### EXERCISE DESCRIPTION:
Show each line of the data below that contains the string "give", copying every such line in full.

### DATA ROWS:
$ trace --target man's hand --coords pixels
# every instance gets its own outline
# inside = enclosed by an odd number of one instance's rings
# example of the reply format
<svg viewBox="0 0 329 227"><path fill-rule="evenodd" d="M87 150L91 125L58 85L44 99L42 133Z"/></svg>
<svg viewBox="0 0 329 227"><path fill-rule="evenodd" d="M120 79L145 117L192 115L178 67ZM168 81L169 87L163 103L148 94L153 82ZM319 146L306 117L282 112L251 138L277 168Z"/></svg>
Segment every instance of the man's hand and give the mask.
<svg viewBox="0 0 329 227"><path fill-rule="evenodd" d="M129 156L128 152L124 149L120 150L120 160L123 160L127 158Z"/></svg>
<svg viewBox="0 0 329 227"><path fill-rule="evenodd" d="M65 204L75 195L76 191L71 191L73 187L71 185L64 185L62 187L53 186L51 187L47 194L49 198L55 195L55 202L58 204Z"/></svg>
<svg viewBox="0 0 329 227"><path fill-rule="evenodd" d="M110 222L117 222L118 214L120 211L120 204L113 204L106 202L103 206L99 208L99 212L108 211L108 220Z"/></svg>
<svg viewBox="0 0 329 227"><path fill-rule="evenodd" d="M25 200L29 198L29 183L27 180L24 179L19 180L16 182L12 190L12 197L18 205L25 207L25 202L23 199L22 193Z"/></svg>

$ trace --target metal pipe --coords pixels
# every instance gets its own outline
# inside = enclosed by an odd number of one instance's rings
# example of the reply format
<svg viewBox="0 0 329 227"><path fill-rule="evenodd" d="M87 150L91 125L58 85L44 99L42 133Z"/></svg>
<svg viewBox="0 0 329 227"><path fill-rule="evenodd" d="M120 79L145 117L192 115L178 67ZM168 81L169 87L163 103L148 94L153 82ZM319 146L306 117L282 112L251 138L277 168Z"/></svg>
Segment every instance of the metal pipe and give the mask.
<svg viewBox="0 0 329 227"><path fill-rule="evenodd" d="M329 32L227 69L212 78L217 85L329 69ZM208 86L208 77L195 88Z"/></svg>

### RESULT OF THIS TASK:
Segment every instance of the man's hand and give the mask.
Segment every instance of the metal pipe and give the mask.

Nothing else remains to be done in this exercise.